### TEXTE PRÉSENTÉ

Carnac ou l'énigme de l'Atlantide
I
L’ITINÉRAIRE
D’UN CHERCHEUR
Carnac est un de ces lieux que j’ai toujours connus avant
même d’y avoir pénétré réellement. Ce sont des choses qu’on n’explique pas, des
choses que l’on murmure sans jamais pouvoir donner de raison valable à de
telles affinités. Est-ce parce que le vent qui vient de l’ouest, chargé des
embruns d’un océan inconnu, a toujours fouetté mon visage lorsque j’étais
enfant et que j’attendais que se déchire un ciel de tempête, les soirs où
montaient de la terre les lentes pesanteurs de la ville ?

Lignes de données:

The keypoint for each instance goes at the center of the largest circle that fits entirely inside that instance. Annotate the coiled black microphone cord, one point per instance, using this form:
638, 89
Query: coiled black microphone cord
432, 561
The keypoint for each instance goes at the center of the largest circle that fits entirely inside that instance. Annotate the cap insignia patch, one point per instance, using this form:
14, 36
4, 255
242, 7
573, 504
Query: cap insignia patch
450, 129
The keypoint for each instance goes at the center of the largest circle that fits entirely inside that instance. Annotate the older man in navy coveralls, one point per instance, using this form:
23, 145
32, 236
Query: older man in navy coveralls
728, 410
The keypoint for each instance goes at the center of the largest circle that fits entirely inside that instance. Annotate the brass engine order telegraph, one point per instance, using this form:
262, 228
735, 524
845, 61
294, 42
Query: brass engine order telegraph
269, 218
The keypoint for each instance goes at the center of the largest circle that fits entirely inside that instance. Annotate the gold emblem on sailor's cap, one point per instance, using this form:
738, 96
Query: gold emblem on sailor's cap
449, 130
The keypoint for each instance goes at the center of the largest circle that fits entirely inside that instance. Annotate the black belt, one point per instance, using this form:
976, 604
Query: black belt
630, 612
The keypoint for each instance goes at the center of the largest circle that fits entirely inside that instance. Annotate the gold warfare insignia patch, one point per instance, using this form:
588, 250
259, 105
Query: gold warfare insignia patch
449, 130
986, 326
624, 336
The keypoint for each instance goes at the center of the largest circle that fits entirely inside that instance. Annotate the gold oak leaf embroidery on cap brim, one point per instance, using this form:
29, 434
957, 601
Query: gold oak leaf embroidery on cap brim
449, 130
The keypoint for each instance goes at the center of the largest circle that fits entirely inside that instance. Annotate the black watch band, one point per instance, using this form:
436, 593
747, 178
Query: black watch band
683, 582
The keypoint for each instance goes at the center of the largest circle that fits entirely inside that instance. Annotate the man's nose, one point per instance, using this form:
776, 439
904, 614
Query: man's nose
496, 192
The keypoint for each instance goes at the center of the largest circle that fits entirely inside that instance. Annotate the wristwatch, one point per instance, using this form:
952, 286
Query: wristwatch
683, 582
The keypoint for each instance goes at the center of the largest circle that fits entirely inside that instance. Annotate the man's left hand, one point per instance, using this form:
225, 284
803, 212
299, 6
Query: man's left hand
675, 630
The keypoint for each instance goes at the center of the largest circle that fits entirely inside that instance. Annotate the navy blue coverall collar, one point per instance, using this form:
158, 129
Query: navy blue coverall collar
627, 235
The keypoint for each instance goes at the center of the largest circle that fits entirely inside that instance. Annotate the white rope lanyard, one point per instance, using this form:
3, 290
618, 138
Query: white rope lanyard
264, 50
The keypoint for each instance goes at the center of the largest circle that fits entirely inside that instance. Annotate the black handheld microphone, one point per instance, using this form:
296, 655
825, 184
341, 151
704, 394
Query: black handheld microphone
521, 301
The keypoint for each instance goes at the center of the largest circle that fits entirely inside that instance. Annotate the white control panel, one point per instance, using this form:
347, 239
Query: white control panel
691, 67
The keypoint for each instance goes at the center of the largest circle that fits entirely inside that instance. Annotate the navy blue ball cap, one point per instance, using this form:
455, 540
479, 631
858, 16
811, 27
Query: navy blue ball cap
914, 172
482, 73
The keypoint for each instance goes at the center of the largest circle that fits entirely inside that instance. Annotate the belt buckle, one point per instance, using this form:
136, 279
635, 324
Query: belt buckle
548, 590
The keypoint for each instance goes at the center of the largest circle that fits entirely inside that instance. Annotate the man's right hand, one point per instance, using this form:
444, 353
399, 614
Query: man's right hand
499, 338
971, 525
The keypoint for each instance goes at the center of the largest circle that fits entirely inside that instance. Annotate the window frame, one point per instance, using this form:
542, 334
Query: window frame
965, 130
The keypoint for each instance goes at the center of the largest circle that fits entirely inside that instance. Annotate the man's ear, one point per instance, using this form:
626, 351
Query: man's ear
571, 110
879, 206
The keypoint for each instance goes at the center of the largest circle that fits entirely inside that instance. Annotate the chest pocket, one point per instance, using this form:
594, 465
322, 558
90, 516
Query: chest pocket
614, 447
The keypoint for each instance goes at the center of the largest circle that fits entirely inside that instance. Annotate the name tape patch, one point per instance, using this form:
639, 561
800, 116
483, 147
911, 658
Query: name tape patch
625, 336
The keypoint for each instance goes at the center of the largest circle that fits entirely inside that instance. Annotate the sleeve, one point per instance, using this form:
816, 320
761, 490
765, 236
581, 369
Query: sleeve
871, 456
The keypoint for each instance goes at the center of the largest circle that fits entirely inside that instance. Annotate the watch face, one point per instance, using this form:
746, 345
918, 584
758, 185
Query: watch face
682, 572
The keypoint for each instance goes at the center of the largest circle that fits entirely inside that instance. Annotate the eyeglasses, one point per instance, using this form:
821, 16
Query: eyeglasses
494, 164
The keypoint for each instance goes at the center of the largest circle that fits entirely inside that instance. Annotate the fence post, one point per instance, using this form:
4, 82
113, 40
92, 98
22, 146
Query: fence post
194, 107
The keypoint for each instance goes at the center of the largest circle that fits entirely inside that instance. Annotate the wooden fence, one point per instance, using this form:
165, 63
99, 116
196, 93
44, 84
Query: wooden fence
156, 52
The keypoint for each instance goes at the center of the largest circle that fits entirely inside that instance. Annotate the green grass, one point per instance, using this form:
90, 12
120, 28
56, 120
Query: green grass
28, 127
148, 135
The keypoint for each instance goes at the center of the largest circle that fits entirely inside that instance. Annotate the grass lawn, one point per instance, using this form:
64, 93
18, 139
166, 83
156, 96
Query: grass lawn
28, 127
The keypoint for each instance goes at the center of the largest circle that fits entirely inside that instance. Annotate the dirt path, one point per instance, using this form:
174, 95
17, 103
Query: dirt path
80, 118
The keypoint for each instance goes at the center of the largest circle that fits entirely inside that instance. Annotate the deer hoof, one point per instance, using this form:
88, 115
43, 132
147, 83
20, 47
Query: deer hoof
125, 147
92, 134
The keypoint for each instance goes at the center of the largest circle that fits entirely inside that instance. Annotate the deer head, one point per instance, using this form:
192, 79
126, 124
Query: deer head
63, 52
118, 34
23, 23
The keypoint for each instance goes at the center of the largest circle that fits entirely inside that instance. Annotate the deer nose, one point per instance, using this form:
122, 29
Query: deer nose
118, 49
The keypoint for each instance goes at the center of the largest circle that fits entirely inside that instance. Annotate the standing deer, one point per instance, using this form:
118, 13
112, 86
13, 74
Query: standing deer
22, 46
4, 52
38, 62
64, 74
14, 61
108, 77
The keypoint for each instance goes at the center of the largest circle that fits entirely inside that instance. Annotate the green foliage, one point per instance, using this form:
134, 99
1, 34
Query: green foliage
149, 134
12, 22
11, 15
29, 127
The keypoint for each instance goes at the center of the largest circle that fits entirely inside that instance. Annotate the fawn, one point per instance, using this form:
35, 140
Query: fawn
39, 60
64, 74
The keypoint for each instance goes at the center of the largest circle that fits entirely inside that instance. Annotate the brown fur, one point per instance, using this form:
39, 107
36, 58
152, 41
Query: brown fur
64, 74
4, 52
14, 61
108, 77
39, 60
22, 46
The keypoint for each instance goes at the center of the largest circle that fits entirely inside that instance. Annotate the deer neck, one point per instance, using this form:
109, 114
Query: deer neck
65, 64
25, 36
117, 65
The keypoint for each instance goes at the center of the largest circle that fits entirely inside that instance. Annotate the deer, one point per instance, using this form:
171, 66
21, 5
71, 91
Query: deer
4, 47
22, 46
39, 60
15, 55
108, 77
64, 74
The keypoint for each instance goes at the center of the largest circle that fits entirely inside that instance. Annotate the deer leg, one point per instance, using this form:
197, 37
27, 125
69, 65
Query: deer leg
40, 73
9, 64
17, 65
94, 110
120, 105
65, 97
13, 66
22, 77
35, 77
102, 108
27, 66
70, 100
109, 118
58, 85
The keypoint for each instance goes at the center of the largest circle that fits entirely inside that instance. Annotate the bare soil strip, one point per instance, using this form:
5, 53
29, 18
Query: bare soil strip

### LISTE DES TÂCHES
**A.** D'où vient le vent dont parle le texte sur Carnac ?
**B.** Reproduisez mot pour mot le passage du texte sur Carnac qui s'ouvre sur les mots contenant « Carnac ou l'énigme » et se ferme sur « de la ville ? ».
**C.** Poursuivez le texte sur Carnac à partir de sa dernière phrase.

### ENSEMBLE DES RÉPONSES
**A.** Il vient de l'ouest, chargé des embruns d'un océan inconnu.

**B.**
Carnac ou l'énigme de l'Atlantide
I
L’ITINÉRAIRE
D’UN CHERCHEUR
Carnac est un de ces lieux que j’ai toujours connus avant
même d’y avoir pénétré réellement. Ce sont des choses qu’on n’explique pas, des
choses que l’on murmure sans jamais pouvoir donner de raison valable à de
telles affinités. Est-ce parce que le vent qui vient de l’ouest, chargé des
embruns d’un océan inconnu, a toujours fouetté mon visage lorsque j’étais
enfant et que j’attendais que se déchire un ciel de tempête, les soirs où
montaient de la terre les lentes pesanteurs de la ville ?

**C.**
Carnac, c’est d’abord un nom. Et ce nom évoque en moi une
cassure, une violence qui surgit de la nuit des temps. C’est sans doute, en
premier lieu, la sonorité du terme, la dureté de ces deux syllabes qu’on entend
résonner dans un brouillard où le soleil a peine à pénétrer. Mais c’est aussi
la lente évocation d’un monde enfoui dans une barbarité que l’absence d’informations
précises rend encore plus secrète, plus mystérieuse, et qui accroche l’imagination
au point d’en faire un point de rupture essentiel entre ce qui est et ce qui n’est
pas. À cet égard, Carnac est particulièrement riche en images et en fantasmes
divers, et cela n’est pas sans provoquer dans l’inconscient humain des
réminiscences prodigieuses à propos d’un âge où l’on était assez puissant pour
ériger des pierres au milieu d’une lande pour signifier que le ciel et la terre
étaient les deux pôles d’une même réalité.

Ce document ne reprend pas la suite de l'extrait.